• **ACTIVITÉ**
Réécrivez le passage du texte sur l'exploration de Mars qui s'ouvre sur les mots « Vive le caprice » et se termine par « Université de Liège. », en y remplaçant « virus » par « microbe ».

• **TEXTE DU DOCUMENT**
———

On nous présente aussi des dispositifs pour récupérer et purifier l’eau, des armoires pour faire pousser des salades et des systèmes de purification de l’air ; tout cela contrôlé par des ordinateurs. Il faut espérer que les puces électroniques vont tenir le coup sous les effets du bombardement des rayons cosmiques. Certains veulent même embarquer des imprimantes 3D. Et puis il y a le problème de l’énergie (la température moyenne sur Mars est de -63°C). Les panneaux solaires ne suffiront pas alors on mettra discrètement dans la navette une mini centrale nucléaire en espérant n’avoir jamais de problème au décollage !
De la planète verte au désert noir
Le problème de la protection contre les radiations n’est pas encore résolu, car en cas d’éruption solaire imprévisible, le rayonnement serait tellement intense qu’il en devient mortel. On parle de faire des petites chambres blindées où les astronautes pourraient trouver refuge (poids ?), ce qui réduira encore un peu plus la surface de confinement. Les futurs voyageurs devront faire preuve d’une force mentale à toutes épreuves. Car en plus du confinement ils devront faire face à d’autres défis : au cours du voyage il n’y aura pratiquement rien à faire pour s’occuper sauf en cas de problèmes. Le sentiment d’isolement sera porté à son maximum puisque la terre ne sera plus visible que sous la forme d’une petite étoile. Il n’y aura aucune possibilité de retour en cas d’incident grave et les contacts radio avec la terre prendront de plus en plus de temps ce qui empêchera tout dialogue immédiat. N’est-on pas en train de se lancer dans une exploration qui sera un enfer de vie pour aller se confiner (encore !) sur une planète faite de rochers et de poussière violemment exposée au rayonnement cosmique à tel point qu’il faudra peut-être aller monter la station dans des tunnels de lave ! Adieu la lumière. Évidemment on pourra toujours sortir faire un tour en scaphandre hyper lourd et sophistiqué, bien confiné dans une bulle de plexi.
Vive le caprice de quelques-uns et tant pis pour le climat
À l’heure où l’humanité se plaint de devoir se confiner à cause d’un virus, on dépense des sommes énormes pour faire une expérience d’exploration hyper confinée ! Nous savons que nos ressources terrestres sont limitées, mais nous continuons d’agir en l’ignorant… Pour combien de temps encore ? C’est là toute la question. Il est à craindre que la course en avant du « tout technologique » ne va pas nous rendre plus clairvoyants dans nos choix. Quand nous parlons de changement, nous pensons à changer le monde matériel alors que c’est au niveau intérieur de notre perception même de la vie que le changement doit s’opérer si nous voulons continuer à pouvoir choisir.
André Rulmont,Professeur émérite, Université de Liège.

———

[Données enregistrées]
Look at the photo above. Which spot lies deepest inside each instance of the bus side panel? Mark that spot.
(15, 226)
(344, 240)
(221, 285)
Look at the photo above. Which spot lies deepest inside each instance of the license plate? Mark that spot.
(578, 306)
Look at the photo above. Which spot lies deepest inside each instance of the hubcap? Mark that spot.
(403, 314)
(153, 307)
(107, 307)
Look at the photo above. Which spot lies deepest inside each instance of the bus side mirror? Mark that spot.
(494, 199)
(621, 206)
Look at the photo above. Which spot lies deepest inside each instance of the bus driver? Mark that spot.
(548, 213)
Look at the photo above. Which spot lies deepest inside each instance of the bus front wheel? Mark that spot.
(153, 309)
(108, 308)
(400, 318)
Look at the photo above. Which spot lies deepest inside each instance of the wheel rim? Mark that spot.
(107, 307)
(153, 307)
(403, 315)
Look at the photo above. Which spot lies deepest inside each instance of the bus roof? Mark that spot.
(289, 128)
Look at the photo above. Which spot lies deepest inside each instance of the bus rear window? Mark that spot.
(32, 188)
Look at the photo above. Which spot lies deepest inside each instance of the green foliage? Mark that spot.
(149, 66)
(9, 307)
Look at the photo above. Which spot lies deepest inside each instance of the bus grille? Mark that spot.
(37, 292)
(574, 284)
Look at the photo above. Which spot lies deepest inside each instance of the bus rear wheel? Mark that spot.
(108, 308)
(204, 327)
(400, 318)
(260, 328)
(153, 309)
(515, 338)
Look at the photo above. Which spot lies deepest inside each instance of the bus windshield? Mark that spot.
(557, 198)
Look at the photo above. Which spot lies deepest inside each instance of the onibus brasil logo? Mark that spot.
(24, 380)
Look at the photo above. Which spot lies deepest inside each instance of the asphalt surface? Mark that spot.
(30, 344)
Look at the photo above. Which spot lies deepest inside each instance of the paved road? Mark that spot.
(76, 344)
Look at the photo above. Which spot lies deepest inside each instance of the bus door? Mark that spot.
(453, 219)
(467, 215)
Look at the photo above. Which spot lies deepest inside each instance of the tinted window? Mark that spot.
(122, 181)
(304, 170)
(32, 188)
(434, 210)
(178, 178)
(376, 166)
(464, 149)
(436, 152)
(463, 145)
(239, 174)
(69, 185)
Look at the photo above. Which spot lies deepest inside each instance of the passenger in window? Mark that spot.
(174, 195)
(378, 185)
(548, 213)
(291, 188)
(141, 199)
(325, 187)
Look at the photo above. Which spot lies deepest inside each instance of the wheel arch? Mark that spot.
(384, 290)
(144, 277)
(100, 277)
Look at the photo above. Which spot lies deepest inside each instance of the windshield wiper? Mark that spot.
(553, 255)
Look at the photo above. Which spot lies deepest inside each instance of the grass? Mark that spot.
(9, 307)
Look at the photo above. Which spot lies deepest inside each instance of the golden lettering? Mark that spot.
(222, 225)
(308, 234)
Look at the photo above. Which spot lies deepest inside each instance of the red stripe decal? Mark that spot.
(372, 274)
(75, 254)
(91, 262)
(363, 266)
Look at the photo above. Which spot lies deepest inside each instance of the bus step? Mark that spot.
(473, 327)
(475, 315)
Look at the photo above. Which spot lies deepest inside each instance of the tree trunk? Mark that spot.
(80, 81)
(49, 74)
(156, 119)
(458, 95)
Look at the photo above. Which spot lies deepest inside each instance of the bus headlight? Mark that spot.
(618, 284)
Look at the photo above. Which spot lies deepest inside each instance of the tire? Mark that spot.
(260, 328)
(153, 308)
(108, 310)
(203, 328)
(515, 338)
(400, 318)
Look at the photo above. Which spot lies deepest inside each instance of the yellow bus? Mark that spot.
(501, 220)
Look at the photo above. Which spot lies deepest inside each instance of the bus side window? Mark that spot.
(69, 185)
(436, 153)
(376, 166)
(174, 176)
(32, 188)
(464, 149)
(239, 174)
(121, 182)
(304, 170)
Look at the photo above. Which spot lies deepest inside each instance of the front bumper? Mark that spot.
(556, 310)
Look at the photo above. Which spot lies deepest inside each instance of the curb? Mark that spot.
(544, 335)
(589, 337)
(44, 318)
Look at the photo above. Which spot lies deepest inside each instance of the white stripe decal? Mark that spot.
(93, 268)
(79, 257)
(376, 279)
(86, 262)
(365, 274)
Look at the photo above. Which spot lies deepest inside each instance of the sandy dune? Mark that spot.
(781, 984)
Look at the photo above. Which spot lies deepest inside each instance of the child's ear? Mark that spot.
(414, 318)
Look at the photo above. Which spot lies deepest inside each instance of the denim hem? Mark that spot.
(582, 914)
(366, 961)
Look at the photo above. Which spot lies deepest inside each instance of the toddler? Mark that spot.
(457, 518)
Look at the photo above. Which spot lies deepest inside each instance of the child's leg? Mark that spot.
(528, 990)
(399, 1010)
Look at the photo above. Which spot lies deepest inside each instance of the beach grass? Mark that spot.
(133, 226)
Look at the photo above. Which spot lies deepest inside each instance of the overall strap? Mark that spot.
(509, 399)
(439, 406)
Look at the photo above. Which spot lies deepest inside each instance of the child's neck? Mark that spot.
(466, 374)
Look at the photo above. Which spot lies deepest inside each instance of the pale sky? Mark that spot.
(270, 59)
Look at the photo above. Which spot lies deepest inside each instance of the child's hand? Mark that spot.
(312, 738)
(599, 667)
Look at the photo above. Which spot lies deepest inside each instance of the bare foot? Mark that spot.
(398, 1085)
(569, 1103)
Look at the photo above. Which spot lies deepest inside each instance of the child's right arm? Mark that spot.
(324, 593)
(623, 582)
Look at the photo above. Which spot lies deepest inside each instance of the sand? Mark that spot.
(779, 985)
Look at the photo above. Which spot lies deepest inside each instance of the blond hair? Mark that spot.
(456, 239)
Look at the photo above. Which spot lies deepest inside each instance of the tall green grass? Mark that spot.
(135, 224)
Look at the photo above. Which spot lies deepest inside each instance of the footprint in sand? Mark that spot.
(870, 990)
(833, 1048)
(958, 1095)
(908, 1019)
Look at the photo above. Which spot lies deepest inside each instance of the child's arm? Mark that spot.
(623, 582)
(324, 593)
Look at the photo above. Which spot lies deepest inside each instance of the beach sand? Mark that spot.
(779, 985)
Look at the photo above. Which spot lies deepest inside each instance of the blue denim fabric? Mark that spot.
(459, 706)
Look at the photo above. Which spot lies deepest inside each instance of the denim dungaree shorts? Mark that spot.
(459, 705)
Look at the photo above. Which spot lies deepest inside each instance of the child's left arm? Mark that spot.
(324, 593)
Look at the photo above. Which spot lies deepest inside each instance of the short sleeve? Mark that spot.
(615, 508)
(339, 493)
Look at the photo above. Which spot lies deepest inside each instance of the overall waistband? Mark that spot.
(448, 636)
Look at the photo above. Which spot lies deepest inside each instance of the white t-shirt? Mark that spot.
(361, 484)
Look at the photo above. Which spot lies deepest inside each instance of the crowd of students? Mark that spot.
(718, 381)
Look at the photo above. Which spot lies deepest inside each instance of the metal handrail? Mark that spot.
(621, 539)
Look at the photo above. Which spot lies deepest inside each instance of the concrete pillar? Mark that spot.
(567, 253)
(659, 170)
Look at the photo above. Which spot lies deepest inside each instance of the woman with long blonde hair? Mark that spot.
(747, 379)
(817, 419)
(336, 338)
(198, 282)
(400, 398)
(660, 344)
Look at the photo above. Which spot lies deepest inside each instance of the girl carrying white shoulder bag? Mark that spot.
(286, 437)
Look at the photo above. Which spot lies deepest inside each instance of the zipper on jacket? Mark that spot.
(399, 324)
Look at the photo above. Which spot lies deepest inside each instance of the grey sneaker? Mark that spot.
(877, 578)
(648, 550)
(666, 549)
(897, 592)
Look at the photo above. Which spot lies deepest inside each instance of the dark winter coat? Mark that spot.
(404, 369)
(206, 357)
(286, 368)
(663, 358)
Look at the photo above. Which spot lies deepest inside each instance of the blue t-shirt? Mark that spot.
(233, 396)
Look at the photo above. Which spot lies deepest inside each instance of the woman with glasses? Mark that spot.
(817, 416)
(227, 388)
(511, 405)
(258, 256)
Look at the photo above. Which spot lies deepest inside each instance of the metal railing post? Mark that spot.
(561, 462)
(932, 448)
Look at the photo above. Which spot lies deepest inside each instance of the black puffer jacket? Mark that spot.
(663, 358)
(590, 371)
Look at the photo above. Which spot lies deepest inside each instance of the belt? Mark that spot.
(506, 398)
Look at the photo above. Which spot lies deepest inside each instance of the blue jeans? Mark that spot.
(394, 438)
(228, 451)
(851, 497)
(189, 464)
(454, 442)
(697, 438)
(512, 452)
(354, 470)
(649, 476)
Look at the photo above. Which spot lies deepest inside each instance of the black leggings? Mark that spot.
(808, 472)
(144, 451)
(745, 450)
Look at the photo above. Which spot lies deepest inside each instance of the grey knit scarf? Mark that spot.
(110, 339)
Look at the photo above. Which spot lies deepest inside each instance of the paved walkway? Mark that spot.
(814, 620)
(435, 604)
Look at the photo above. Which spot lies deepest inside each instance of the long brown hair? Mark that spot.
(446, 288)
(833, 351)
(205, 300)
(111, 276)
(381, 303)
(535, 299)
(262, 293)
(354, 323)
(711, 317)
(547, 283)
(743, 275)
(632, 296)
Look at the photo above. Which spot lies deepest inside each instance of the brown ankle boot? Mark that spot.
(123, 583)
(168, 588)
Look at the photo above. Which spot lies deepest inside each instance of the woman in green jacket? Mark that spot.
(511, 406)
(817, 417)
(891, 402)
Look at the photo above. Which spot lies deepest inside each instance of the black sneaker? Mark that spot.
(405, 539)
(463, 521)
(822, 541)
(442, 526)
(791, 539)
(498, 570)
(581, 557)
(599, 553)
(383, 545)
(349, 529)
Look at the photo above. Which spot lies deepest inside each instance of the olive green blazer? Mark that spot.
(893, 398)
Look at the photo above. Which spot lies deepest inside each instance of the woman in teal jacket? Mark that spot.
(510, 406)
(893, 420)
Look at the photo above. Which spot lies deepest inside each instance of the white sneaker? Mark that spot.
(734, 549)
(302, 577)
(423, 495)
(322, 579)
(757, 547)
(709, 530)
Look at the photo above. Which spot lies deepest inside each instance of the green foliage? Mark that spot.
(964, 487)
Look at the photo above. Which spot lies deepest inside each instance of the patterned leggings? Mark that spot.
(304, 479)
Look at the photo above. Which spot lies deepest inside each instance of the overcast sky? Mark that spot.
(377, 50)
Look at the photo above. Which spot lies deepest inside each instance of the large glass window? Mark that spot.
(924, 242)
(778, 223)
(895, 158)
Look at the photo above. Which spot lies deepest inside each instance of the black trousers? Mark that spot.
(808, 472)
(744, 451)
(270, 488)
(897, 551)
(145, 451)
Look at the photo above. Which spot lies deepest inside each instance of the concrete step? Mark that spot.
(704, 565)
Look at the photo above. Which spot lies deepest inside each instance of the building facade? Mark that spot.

———

• **EXERCICE RÉALISÉ**
Vive le caprice de quelques-uns et tant pis pour le climat
À l’heure où l’humanité se plaint de devoir se confiner à cause d’un microbe, on dépense des sommes énormes pour faire une expérience d’exploration hyper confinée ! Nous savons que nos ressources terrestres sont limitées, mais nous continuons d’agir en l’ignorant… Pour combien de temps encore ? C’est là toute la question. Il est à craindre que la course en avant du « tout technologique » ne va pas nous rendre plus clairvoyants dans nos choix. Quand nous parlons de changement, nous pensons à changer le monde matériel alors que c’est au niveau intérieur de notre perception même de la vie que le changement doit s’opérer si nous voulons continuer à pouvoir choisir.
André Rulmont,Professeur émérite, Université de Liège.